:: MATERIAL FOR THIS TASK

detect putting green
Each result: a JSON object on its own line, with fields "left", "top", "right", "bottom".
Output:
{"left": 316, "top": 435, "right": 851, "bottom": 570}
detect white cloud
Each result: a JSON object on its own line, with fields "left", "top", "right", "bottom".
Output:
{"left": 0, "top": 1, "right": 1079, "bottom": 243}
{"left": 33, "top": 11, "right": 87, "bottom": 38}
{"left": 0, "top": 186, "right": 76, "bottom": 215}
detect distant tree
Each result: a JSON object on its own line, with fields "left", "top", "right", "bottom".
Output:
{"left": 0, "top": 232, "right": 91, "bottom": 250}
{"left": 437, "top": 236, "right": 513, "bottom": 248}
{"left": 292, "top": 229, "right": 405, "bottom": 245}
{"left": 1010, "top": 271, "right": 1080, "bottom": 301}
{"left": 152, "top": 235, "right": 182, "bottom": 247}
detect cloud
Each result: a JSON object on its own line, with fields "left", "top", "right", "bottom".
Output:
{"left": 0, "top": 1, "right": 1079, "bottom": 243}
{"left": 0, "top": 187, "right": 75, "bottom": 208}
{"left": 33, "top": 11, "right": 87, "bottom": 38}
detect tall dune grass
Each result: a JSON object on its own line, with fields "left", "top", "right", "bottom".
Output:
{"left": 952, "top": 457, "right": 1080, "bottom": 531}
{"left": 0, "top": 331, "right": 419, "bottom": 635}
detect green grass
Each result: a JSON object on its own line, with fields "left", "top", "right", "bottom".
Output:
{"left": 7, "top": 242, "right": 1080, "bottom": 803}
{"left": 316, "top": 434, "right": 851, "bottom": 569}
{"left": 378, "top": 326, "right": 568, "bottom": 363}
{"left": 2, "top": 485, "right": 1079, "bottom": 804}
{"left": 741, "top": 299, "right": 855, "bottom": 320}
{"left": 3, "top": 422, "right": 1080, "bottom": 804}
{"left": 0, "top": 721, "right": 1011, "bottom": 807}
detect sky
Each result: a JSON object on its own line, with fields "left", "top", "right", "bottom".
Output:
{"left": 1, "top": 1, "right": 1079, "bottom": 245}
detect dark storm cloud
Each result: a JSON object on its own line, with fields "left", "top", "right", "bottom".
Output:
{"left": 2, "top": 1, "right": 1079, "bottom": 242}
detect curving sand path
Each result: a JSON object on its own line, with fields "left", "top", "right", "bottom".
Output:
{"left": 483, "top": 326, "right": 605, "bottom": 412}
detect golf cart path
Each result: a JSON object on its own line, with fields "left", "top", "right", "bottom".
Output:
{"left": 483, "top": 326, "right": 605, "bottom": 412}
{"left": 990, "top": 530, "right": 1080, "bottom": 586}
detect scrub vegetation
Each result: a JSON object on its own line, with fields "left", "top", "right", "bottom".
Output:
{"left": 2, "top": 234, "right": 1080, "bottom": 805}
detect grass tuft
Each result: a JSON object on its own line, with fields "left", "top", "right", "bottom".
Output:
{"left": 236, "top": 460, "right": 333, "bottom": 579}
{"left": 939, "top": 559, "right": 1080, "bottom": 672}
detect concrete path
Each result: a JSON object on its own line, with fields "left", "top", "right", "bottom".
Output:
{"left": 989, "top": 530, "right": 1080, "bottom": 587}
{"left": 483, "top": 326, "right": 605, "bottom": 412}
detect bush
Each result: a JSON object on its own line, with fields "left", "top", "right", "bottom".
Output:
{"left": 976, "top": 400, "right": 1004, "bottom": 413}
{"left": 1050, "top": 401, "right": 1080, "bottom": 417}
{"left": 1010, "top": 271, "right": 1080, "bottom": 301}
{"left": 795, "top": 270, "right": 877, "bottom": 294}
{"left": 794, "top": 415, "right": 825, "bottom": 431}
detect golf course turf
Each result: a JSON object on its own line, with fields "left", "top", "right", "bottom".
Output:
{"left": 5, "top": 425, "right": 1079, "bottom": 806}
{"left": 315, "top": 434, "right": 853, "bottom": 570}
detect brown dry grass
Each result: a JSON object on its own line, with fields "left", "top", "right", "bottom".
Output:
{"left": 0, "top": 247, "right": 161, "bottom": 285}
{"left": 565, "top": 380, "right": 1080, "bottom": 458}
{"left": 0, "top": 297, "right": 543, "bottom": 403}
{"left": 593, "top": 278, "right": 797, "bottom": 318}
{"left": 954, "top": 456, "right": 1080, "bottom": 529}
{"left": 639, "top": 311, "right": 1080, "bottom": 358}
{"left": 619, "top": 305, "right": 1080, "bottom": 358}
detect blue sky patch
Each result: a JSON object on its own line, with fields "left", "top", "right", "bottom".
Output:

::::

:: PROBLEM ::
Each record is to be given again in full, exactly as it reads.

:: FINISHED EXERCISE ::
detect putting green
Each result: a JSON object on its own line, with fields "left", "top", "right", "bottom".
Output:
{"left": 316, "top": 435, "right": 851, "bottom": 570}
detect white cloud
Each result: a JSON object on its own line, with fields "left", "top", "right", "bottom".
Output:
{"left": 0, "top": 1, "right": 1079, "bottom": 243}
{"left": 33, "top": 11, "right": 87, "bottom": 38}
{"left": 0, "top": 186, "right": 76, "bottom": 215}
detect distant tree
Each result: a JSON object on its own line, with fields "left", "top", "right", "bottom".
Output:
{"left": 0, "top": 232, "right": 91, "bottom": 250}
{"left": 437, "top": 236, "right": 513, "bottom": 248}
{"left": 292, "top": 229, "right": 405, "bottom": 245}
{"left": 1010, "top": 271, "right": 1080, "bottom": 301}
{"left": 152, "top": 235, "right": 182, "bottom": 247}
detect cloud
Each result: a JSON object on its own line, with fields "left", "top", "right", "bottom".
Output:
{"left": 0, "top": 1, "right": 1079, "bottom": 243}
{"left": 0, "top": 187, "right": 75, "bottom": 208}
{"left": 33, "top": 11, "right": 87, "bottom": 38}
detect tall dune grass
Each result: a JSON object on its own line, with fields "left", "top", "right", "bottom".
Output:
{"left": 952, "top": 457, "right": 1080, "bottom": 531}
{"left": 0, "top": 331, "right": 419, "bottom": 635}
detect green grass
Each result: a JSON object on its own line, with fields "left", "top", "right", "bottom".
Output:
{"left": 7, "top": 242, "right": 1080, "bottom": 803}
{"left": 316, "top": 434, "right": 851, "bottom": 569}
{"left": 378, "top": 326, "right": 568, "bottom": 363}
{"left": 2, "top": 485, "right": 1079, "bottom": 804}
{"left": 741, "top": 299, "right": 855, "bottom": 320}
{"left": 3, "top": 422, "right": 1080, "bottom": 804}
{"left": 0, "top": 721, "right": 1011, "bottom": 807}
detect sky
Each result: a JSON object on its own line, with fields "left", "top", "right", "bottom".
Output:
{"left": 1, "top": 1, "right": 1079, "bottom": 245}
detect dark storm cloud
Each result: a JSON object on its own line, with fields "left", "top", "right", "bottom".
Output:
{"left": 2, "top": 1, "right": 1079, "bottom": 242}
detect curving sand path
Each result: a JSON object on its own line, with fields "left", "top", "right", "bottom".
Output:
{"left": 483, "top": 326, "right": 605, "bottom": 412}
detect golf cart path
Each result: a JSON object on its own line, with fields "left", "top", "right", "bottom".
Output:
{"left": 483, "top": 326, "right": 605, "bottom": 412}
{"left": 990, "top": 530, "right": 1080, "bottom": 586}
detect scrub vegetation
Each result: a JSON object on its own line, with fields "left", "top", "right", "bottom".
Output:
{"left": 2, "top": 234, "right": 1080, "bottom": 805}
detect grass tuft
Each result: a JSON object on its own line, with fields "left", "top", "right", "bottom".
Output:
{"left": 236, "top": 460, "right": 333, "bottom": 579}
{"left": 939, "top": 559, "right": 1080, "bottom": 672}
detect concrete path
Each result: a JSON object on its own line, with fields "left", "top", "right", "bottom".
Output:
{"left": 989, "top": 530, "right": 1080, "bottom": 587}
{"left": 483, "top": 326, "right": 605, "bottom": 412}
detect bush
Each result: a JSON object on its own line, with fields "left", "top", "right", "bottom".
Output:
{"left": 976, "top": 400, "right": 1004, "bottom": 413}
{"left": 1050, "top": 401, "right": 1080, "bottom": 417}
{"left": 1010, "top": 271, "right": 1080, "bottom": 301}
{"left": 795, "top": 270, "right": 877, "bottom": 294}
{"left": 794, "top": 415, "right": 825, "bottom": 431}
detect golf course turf
Each result: a JSON object on its own line, with fields "left", "top", "right", "bottom".
Output:
{"left": 5, "top": 425, "right": 1079, "bottom": 806}
{"left": 315, "top": 434, "right": 853, "bottom": 570}
detect brown dry grass
Each result: a JSON object on its own line, with fields "left", "top", "right", "bottom".
Output:
{"left": 0, "top": 247, "right": 161, "bottom": 285}
{"left": 565, "top": 380, "right": 1080, "bottom": 458}
{"left": 0, "top": 297, "right": 543, "bottom": 403}
{"left": 593, "top": 278, "right": 797, "bottom": 318}
{"left": 954, "top": 456, "right": 1080, "bottom": 529}
{"left": 639, "top": 311, "right": 1080, "bottom": 358}
{"left": 619, "top": 305, "right": 1080, "bottom": 358}
detect blue sky patch
Each result: a JSON object on its own line, with fields "left", "top", "right", "bottom".
Output:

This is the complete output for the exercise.